The governor’s speech begins around 15:45 in the video, or you can jump to the transcription below

President Donald Trump nominated Florida justices Robert Luck and Barbara Lagoa to the 11th U.S. District Court of Appeals, and the Senate is set to confirm Luck later today. Lagoa’s confirmation is expected to come shortly.

DeSantis, who served briefly in Congress before launching his gubernatorial bid last year, began his remarks, as all well-versed speakers do, with a few cracks.

“I am a recovering congressman so people ask me if I’m happy to be out of D.C.,” he said. “Of course I’m happy to be out of D.C. and my swamp is warmer right now than your swamp is. It’s about 75 degrees in Palm Beach.”

The governor, who noted that he had help from the Federalists when making his Supreme Court selections, focused his speech on originalism, a topic that left DeSantis at ease as he rattled off his concerns about the failures of all three branches to properly implement the founding fathers’ intentions.

Originalism and textualism — the concept of applying the Constitution based on the intent of the writers of the document at the time they wrote it — “is the right way to do it,” DeSantis said, referring to court appointments.

- Exercise instructions -
(A) In the article, what temperature did DeSantis say it was in Palm Beach?
(B) Copy word for word the passage of the article that starts with the words containing "The governor, who" and ends with "to court appointments.".

- Provided data -
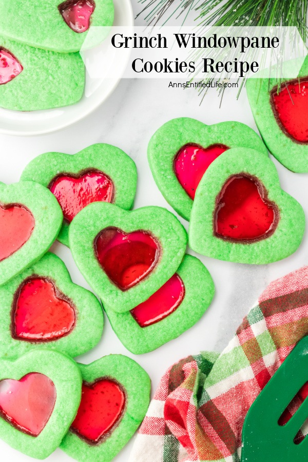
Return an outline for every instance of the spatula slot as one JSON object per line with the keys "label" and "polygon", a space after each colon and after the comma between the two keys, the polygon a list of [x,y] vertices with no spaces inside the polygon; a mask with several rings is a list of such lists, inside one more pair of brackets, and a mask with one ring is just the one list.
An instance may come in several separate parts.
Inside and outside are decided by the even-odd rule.
{"label": "spatula slot", "polygon": [[[308,382],[306,382],[286,407],[278,419],[279,425],[283,427],[294,415],[308,396]],[[308,417],[308,416],[307,416]]]}

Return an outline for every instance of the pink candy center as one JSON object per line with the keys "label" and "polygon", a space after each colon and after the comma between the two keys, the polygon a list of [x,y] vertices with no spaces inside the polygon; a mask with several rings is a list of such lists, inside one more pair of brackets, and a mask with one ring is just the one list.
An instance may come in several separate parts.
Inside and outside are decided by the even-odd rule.
{"label": "pink candy center", "polygon": [[23,70],[23,66],[13,54],[0,48],[0,85],[10,82]]}
{"label": "pink candy center", "polygon": [[68,27],[80,34],[90,27],[95,3],[93,0],[67,0],[61,3],[58,8]]}

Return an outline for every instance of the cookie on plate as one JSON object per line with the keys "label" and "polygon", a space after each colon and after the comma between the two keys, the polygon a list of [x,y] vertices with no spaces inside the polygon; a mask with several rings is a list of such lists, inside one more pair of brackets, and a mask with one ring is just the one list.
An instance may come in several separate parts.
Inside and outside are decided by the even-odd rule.
{"label": "cookie on plate", "polygon": [[85,75],[78,53],[46,51],[0,35],[0,107],[34,111],[74,104],[83,95]]}
{"label": "cookie on plate", "polygon": [[114,17],[112,0],[0,0],[0,10],[1,35],[63,53],[79,51],[89,32],[98,45]]}

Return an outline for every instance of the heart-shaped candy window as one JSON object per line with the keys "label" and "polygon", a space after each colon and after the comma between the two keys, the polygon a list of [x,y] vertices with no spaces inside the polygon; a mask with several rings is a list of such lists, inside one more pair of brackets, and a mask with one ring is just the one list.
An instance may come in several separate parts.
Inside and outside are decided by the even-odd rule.
{"label": "heart-shaped candy window", "polygon": [[108,378],[82,386],[81,402],[71,429],[92,444],[110,435],[123,415],[125,394],[122,387]]}
{"label": "heart-shaped candy window", "polygon": [[245,174],[233,175],[217,199],[214,233],[234,242],[259,241],[273,234],[279,217],[278,207],[268,200],[257,178]]}
{"label": "heart-shaped candy window", "polygon": [[20,204],[0,205],[0,261],[22,247],[34,228],[34,219],[26,207]]}
{"label": "heart-shaped candy window", "polygon": [[293,81],[272,90],[272,107],[283,131],[299,143],[308,143],[308,78]]}
{"label": "heart-shaped candy window", "polygon": [[46,425],[55,399],[53,382],[43,374],[32,372],[20,380],[0,381],[0,416],[32,436],[37,436]]}
{"label": "heart-shaped candy window", "polygon": [[46,278],[24,281],[16,291],[12,310],[12,336],[28,341],[47,341],[63,337],[73,329],[75,310],[54,283]]}
{"label": "heart-shaped candy window", "polygon": [[126,234],[118,228],[103,229],[94,241],[102,267],[122,291],[136,285],[153,271],[160,253],[158,241],[146,231]]}
{"label": "heart-shaped candy window", "polygon": [[224,144],[213,144],[203,148],[190,143],[181,148],[174,161],[178,180],[194,200],[196,191],[208,166],[229,148]]}
{"label": "heart-shaped candy window", "polygon": [[48,188],[57,198],[68,223],[92,202],[111,202],[114,189],[110,178],[96,170],[84,171],[75,176],[62,174],[50,182]]}

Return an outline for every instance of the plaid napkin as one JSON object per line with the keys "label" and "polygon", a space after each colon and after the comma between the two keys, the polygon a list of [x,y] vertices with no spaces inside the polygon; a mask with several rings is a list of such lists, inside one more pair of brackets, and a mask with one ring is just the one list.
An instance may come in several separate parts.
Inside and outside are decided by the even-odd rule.
{"label": "plaid napkin", "polygon": [[[201,353],[167,371],[137,436],[129,462],[240,462],[253,401],[308,334],[308,266],[272,282],[219,355]],[[303,387],[280,418],[308,395]],[[297,437],[308,433],[302,427]]]}

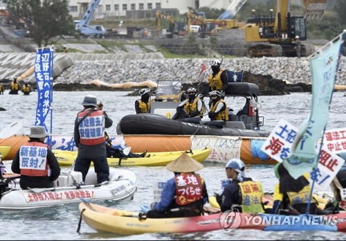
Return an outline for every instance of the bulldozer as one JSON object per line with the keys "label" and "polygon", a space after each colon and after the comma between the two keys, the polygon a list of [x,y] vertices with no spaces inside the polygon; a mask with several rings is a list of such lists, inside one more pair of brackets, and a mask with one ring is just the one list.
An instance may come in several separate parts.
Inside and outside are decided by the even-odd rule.
{"label": "bulldozer", "polygon": [[172,37],[174,35],[184,35],[187,33],[186,24],[183,21],[176,21],[172,16],[167,13],[157,10],[156,11],[156,28],[158,32],[161,31],[161,20],[165,19],[168,21],[169,33],[166,37]]}
{"label": "bulldozer", "polygon": [[[307,19],[322,19],[327,0],[301,0],[302,15],[291,15],[289,0],[277,0],[276,12],[269,15],[255,15],[246,21],[245,41],[249,57],[297,57],[295,37],[307,40]],[[307,57],[315,52],[311,44],[302,43],[300,56]]]}

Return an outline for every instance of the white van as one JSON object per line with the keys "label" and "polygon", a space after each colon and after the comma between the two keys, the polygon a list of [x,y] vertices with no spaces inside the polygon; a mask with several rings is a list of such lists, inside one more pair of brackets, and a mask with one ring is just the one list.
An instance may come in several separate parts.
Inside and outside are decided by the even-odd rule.
{"label": "white van", "polygon": [[199,33],[200,30],[201,30],[201,26],[199,25],[190,26],[190,33]]}

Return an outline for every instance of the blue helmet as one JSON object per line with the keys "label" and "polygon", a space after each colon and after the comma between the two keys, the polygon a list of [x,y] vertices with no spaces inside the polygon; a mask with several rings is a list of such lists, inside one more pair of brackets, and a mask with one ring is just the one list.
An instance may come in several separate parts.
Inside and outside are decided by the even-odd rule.
{"label": "blue helmet", "polygon": [[244,173],[245,165],[241,159],[233,158],[226,164],[226,168],[233,168],[238,173]]}

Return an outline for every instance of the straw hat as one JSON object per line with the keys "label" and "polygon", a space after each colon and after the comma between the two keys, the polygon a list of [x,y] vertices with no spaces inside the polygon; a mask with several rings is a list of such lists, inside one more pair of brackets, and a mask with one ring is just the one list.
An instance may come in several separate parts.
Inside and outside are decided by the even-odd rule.
{"label": "straw hat", "polygon": [[174,172],[193,172],[202,169],[203,165],[183,152],[176,159],[166,166],[166,168]]}
{"label": "straw hat", "polygon": [[43,126],[35,125],[30,128],[30,134],[28,136],[30,138],[44,138],[51,136],[51,134],[46,132]]}

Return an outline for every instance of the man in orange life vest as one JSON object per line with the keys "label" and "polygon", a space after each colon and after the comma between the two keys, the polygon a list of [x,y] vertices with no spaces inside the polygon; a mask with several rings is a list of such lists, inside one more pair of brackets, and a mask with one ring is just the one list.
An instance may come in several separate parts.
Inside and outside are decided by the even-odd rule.
{"label": "man in orange life vest", "polygon": [[147,217],[178,217],[199,216],[208,201],[207,188],[204,180],[194,172],[203,165],[183,152],[176,160],[166,166],[174,172],[162,191],[161,200],[151,204]]}
{"label": "man in orange life vest", "polygon": [[106,156],[104,128],[109,128],[113,120],[98,109],[96,97],[86,96],[75,120],[74,139],[78,148],[74,170],[81,172],[83,184],[91,161],[95,167],[98,184],[109,181],[109,166]]}
{"label": "man in orange life vest", "polygon": [[49,133],[43,126],[37,125],[30,128],[28,136],[28,142],[21,145],[13,159],[12,171],[21,175],[21,189],[52,188],[53,182],[60,175],[60,167],[54,154],[44,143]]}

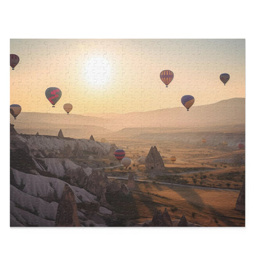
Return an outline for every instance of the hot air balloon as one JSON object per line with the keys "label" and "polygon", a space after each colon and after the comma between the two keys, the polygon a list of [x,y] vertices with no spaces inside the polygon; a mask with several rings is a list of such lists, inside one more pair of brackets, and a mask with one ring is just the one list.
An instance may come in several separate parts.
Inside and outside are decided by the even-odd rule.
{"label": "hot air balloon", "polygon": [[174,73],[170,70],[163,70],[160,73],[160,78],[166,85],[166,87],[167,87],[168,84],[170,84],[174,79]]}
{"label": "hot air balloon", "polygon": [[184,95],[182,98],[182,103],[186,108],[187,111],[194,104],[194,98],[192,95]]}
{"label": "hot air balloon", "polygon": [[123,150],[116,150],[114,153],[114,157],[120,162],[126,155],[126,152]]}
{"label": "hot air balloon", "polygon": [[66,103],[63,105],[64,110],[68,113],[72,110],[73,106],[72,104],[70,103]]}
{"label": "hot air balloon", "polygon": [[58,102],[62,97],[62,91],[57,87],[49,87],[46,90],[47,99],[52,104],[52,107]]}
{"label": "hot air balloon", "polygon": [[239,148],[239,150],[244,150],[244,143],[239,143],[238,144],[238,148]]}
{"label": "hot air balloon", "polygon": [[10,66],[12,67],[12,70],[14,70],[14,68],[18,63],[20,58],[16,54],[10,54]]}
{"label": "hot air balloon", "polygon": [[127,169],[128,166],[132,163],[132,159],[128,158],[124,158],[121,162],[126,167],[126,169]]}
{"label": "hot air balloon", "polygon": [[230,80],[230,76],[228,74],[223,73],[220,76],[220,79],[224,84],[224,86],[226,85],[228,81]]}
{"label": "hot air balloon", "polygon": [[174,164],[174,162],[176,161],[176,156],[172,156],[170,158],[170,161]]}
{"label": "hot air balloon", "polygon": [[10,113],[15,119],[22,111],[22,107],[18,104],[12,104],[10,106]]}

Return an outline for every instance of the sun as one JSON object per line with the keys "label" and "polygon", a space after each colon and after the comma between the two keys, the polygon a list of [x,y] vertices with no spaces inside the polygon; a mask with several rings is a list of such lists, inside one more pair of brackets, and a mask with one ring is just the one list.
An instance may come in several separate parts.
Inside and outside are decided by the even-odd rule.
{"label": "sun", "polygon": [[94,56],[86,62],[86,79],[94,87],[102,86],[109,81],[110,71],[110,61],[104,57]]}

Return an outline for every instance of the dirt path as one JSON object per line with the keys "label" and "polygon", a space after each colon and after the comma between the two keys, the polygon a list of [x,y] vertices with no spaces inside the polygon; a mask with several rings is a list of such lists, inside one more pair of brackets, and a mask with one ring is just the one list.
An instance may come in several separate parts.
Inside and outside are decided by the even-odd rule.
{"label": "dirt path", "polygon": [[[127,180],[128,178],[122,178],[122,177],[113,177],[113,176],[108,176],[108,178],[115,178],[117,180]],[[161,184],[161,185],[166,185],[169,186],[185,186],[186,188],[197,188],[199,190],[224,190],[224,191],[239,191],[239,190],[231,190],[229,188],[209,188],[206,186],[192,186],[189,185],[183,185],[183,184],[177,184],[177,183],[169,183],[167,182],[153,182],[152,180],[134,180],[135,182],[146,182],[149,183],[156,183],[156,184]]]}

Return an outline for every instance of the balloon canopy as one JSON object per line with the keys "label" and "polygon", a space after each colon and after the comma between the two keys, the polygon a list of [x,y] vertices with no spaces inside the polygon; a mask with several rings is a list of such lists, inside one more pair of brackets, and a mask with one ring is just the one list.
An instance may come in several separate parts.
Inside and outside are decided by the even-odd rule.
{"label": "balloon canopy", "polygon": [[119,161],[121,161],[126,155],[126,152],[123,150],[116,150],[114,153],[114,157]]}
{"label": "balloon canopy", "polygon": [[220,79],[224,84],[224,86],[226,85],[228,81],[230,80],[230,76],[228,74],[223,73],[220,76]]}
{"label": "balloon canopy", "polygon": [[64,110],[68,113],[72,110],[73,106],[72,104],[70,103],[66,103],[63,105]]}
{"label": "balloon canopy", "polygon": [[62,97],[62,91],[57,87],[49,87],[46,90],[46,97],[54,107]]}
{"label": "balloon canopy", "polygon": [[182,98],[182,103],[186,108],[187,111],[194,104],[194,98],[192,95],[184,95]]}
{"label": "balloon canopy", "polygon": [[174,79],[174,73],[170,70],[163,70],[160,73],[160,78],[162,82],[166,85],[166,87],[168,87],[168,84],[172,82]]}
{"label": "balloon canopy", "polygon": [[22,107],[18,104],[12,104],[10,106],[10,113],[15,119],[22,111]]}
{"label": "balloon canopy", "polygon": [[10,54],[10,66],[12,67],[12,70],[17,66],[20,61],[20,58],[16,54]]}
{"label": "balloon canopy", "polygon": [[124,158],[121,162],[126,169],[127,169],[129,166],[132,163],[132,159],[128,158]]}

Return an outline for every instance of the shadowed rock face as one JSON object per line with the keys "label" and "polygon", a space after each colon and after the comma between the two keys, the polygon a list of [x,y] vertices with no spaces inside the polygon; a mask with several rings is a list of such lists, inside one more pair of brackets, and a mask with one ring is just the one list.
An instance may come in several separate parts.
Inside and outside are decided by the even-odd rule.
{"label": "shadowed rock face", "polygon": [[146,170],[148,171],[164,170],[164,164],[156,146],[151,146],[145,159]]}
{"label": "shadowed rock face", "polygon": [[128,182],[127,182],[128,188],[135,188],[135,183],[134,182],[134,176],[132,173],[130,173],[128,177]]}
{"label": "shadowed rock face", "polygon": [[67,184],[58,204],[55,226],[80,226],[74,193]]}
{"label": "shadowed rock face", "polygon": [[182,215],[180,222],[178,223],[178,226],[188,226],[188,222],[185,215]]}
{"label": "shadowed rock face", "polygon": [[238,196],[238,200],[236,204],[236,210],[244,212],[246,210],[246,186],[245,183],[242,184],[242,188],[240,191],[239,195]]}
{"label": "shadowed rock face", "polygon": [[162,214],[161,210],[156,211],[153,217],[151,226],[173,226],[172,220],[166,208]]}
{"label": "shadowed rock face", "polygon": [[14,129],[14,124],[10,124],[10,134],[17,134],[16,130]]}
{"label": "shadowed rock face", "polygon": [[92,136],[92,135],[90,135],[90,140],[95,142],[94,136]]}
{"label": "shadowed rock face", "polygon": [[59,138],[64,138],[64,135],[63,135],[62,129],[60,129],[60,131],[58,132],[58,137]]}

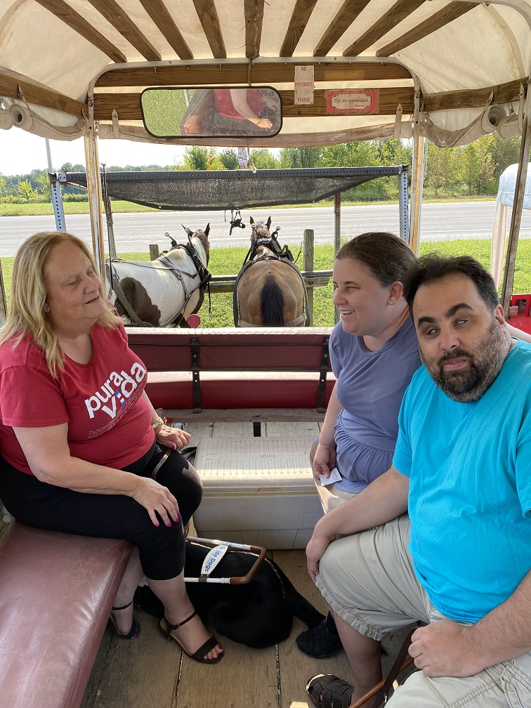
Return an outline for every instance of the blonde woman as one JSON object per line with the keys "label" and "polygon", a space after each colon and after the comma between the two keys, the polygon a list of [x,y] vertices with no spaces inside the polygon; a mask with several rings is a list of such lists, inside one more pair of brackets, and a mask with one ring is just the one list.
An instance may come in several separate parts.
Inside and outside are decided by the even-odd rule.
{"label": "blonde woman", "polygon": [[183,581],[183,525],[199,506],[201,483],[178,452],[188,434],[159,418],[146,377],[84,242],[60,232],[28,239],[0,330],[0,498],[23,523],[134,544],[113,607],[115,632],[138,636],[132,598],[145,575],[164,605],[163,636],[216,663],[222,647]]}

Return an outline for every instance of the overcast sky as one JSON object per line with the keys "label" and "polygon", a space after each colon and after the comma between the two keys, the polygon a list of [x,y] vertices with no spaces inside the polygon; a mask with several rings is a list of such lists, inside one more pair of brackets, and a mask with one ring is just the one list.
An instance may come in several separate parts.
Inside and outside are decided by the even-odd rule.
{"label": "overcast sky", "polygon": [[[85,165],[85,148],[83,138],[67,142],[50,140],[52,166],[58,171],[65,162]],[[100,162],[108,166],[116,165],[173,165],[182,161],[185,147],[177,145],[155,145],[132,142],[130,140],[100,140]],[[0,174],[22,175],[32,170],[47,169],[46,144],[43,137],[33,135],[21,128],[0,130]]]}

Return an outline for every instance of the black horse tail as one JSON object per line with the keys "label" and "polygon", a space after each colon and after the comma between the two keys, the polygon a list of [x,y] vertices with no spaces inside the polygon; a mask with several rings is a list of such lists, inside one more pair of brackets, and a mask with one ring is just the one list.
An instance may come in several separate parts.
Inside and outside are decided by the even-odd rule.
{"label": "black horse tail", "polygon": [[263,326],[282,326],[284,324],[284,295],[274,280],[266,282],[262,288],[261,309]]}

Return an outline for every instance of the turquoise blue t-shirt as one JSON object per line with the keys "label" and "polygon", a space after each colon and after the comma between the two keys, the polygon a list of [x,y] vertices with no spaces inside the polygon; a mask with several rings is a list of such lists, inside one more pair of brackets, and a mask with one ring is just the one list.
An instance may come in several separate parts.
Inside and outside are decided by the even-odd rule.
{"label": "turquoise blue t-shirt", "polygon": [[399,423],[415,571],[440,612],[476,622],[531,569],[531,345],[513,347],[474,403],[452,401],[421,367]]}

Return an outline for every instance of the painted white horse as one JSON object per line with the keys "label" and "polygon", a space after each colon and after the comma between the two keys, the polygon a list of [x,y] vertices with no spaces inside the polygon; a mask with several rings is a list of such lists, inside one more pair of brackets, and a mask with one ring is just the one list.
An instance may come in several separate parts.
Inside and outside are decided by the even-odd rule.
{"label": "painted white horse", "polygon": [[[105,262],[109,299],[120,315],[141,326],[188,326],[186,319],[202,304],[210,278],[208,232],[193,232],[188,244],[180,244],[156,261]],[[172,245],[173,245],[172,241]]]}

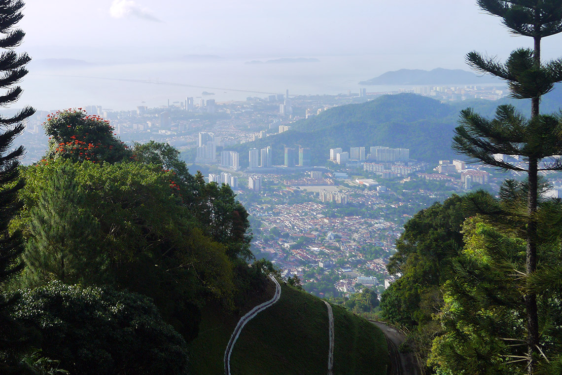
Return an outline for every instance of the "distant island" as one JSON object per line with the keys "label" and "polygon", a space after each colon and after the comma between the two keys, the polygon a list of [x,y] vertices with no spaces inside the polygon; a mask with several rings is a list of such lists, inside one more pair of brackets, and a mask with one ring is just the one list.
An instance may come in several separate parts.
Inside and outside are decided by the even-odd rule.
{"label": "distant island", "polygon": [[320,62],[320,60],[318,58],[309,58],[307,57],[297,57],[294,58],[291,57],[283,57],[282,58],[276,58],[273,60],[266,60],[265,61],[252,60],[251,61],[246,61],[245,64],[292,64],[294,62]]}
{"label": "distant island", "polygon": [[221,58],[216,55],[184,55],[181,58],[184,60],[207,60]]}
{"label": "distant island", "polygon": [[31,64],[36,66],[47,69],[65,69],[69,67],[83,67],[96,64],[84,60],[75,58],[39,58],[32,60]]}
{"label": "distant island", "polygon": [[433,70],[400,69],[387,71],[375,78],[359,82],[360,85],[433,85],[500,83],[497,78],[489,75],[477,75],[461,69],[444,69],[438,67]]}

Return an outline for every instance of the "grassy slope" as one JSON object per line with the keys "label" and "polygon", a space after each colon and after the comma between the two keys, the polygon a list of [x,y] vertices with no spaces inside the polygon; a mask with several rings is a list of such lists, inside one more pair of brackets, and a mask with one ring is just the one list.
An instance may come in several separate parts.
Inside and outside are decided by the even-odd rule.
{"label": "grassy slope", "polygon": [[[246,324],[231,357],[233,374],[325,374],[328,313],[324,302],[282,286],[281,298]],[[384,375],[388,354],[382,333],[366,320],[333,306],[334,374]],[[196,375],[224,373],[224,348],[237,318],[205,312],[200,336],[191,344]],[[220,322],[220,323],[219,323]]]}

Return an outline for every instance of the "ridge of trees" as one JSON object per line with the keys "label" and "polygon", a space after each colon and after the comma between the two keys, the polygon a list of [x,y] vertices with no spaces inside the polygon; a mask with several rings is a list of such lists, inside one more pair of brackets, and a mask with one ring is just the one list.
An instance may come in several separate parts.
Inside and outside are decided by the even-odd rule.
{"label": "ridge of trees", "polygon": [[[533,38],[533,49],[515,50],[505,64],[477,52],[467,55],[478,71],[506,80],[513,97],[530,99],[531,118],[513,105],[498,106],[491,119],[464,110],[453,147],[473,161],[523,171],[527,179],[506,180],[497,198],[468,195],[457,211],[436,206],[444,221],[422,220],[429,209],[413,218],[388,265],[402,277],[383,294],[382,313],[415,328],[422,354],[437,373],[560,373],[562,202],[541,197],[548,182],[538,171],[562,169],[557,156],[562,119],[540,111],[542,96],[562,80],[562,59],[540,58],[542,38],[562,31],[562,2],[478,3],[512,33]],[[522,157],[523,166],[492,156],[498,153]],[[433,229],[416,229],[437,225],[444,233],[455,218],[446,256],[432,252],[446,242]]]}
{"label": "ridge of trees", "polygon": [[[13,104],[21,94],[17,84],[27,74],[25,65],[31,58],[25,53],[13,49],[20,45],[25,34],[15,28],[23,16],[22,1],[0,0],[0,88],[6,92],[0,96],[0,106]],[[24,186],[19,175],[19,159],[23,146],[12,149],[15,138],[24,130],[22,121],[35,112],[25,107],[11,117],[0,116],[0,290],[23,267],[20,256],[24,248],[21,233],[10,232],[10,220],[21,207],[18,192]],[[10,309],[17,301],[17,295],[8,297],[0,293],[0,373],[10,374],[21,371],[20,358],[29,347],[26,330],[10,315]]]}

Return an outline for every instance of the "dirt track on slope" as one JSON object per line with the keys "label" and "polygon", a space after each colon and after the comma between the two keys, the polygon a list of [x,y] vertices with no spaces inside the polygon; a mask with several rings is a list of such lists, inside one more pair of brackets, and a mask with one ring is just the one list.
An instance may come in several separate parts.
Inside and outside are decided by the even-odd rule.
{"label": "dirt track on slope", "polygon": [[388,345],[391,357],[391,369],[389,375],[423,375],[418,365],[416,358],[412,352],[401,353],[398,347],[406,340],[406,337],[399,331],[381,322],[369,320],[384,333]]}

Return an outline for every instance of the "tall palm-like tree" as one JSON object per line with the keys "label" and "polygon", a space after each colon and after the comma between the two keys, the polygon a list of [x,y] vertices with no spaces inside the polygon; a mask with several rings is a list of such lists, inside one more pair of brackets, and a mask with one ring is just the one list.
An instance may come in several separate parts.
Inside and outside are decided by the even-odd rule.
{"label": "tall palm-like tree", "polygon": [[[24,67],[30,60],[26,53],[14,51],[21,42],[25,33],[14,25],[21,19],[24,2],[0,0],[0,106],[15,103],[21,94],[17,83],[27,74]],[[22,121],[33,115],[35,110],[26,107],[11,117],[0,116],[0,284],[21,269],[19,260],[23,251],[21,235],[8,231],[8,224],[20,207],[17,191],[24,183],[19,178],[19,159],[24,148],[12,148],[14,138],[24,130]],[[18,351],[24,340],[17,325],[10,318],[7,309],[13,299],[0,294],[0,373],[10,373],[18,362]]]}
{"label": "tall palm-like tree", "polygon": [[[524,171],[527,174],[527,275],[537,270],[538,172],[561,170],[562,162],[555,155],[562,154],[560,119],[544,116],[539,110],[541,97],[554,84],[562,81],[562,59],[543,62],[541,42],[543,38],[562,31],[562,0],[478,0],[486,12],[502,19],[515,34],[533,38],[532,49],[513,52],[505,64],[475,52],[468,53],[469,64],[481,73],[490,73],[507,81],[513,97],[530,99],[531,117],[527,120],[509,106],[499,107],[496,118],[484,119],[470,110],[461,114],[453,147],[475,161],[502,169]],[[495,154],[519,155],[524,166],[504,161]],[[541,161],[546,161],[541,164]],[[534,373],[535,359],[540,355],[537,295],[525,295],[527,315],[528,373]]]}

- Solutions for each task -
(A) About 75 degrees.

(B)
The governor, who noted that he had help from the Federalists when making his Supreme Court selections, focused his speech on originalism, a topic that left DeSantis at ease as he rattled off his concerns about the failures of all three branches to properly implement the founding fathers’ intentions.

Originalism and textualism — the concept of applying the Constitution based on the intent of the writers of the document at the time they wrote it — “is the right way to do it,” DeSantis said, referring to court appointments.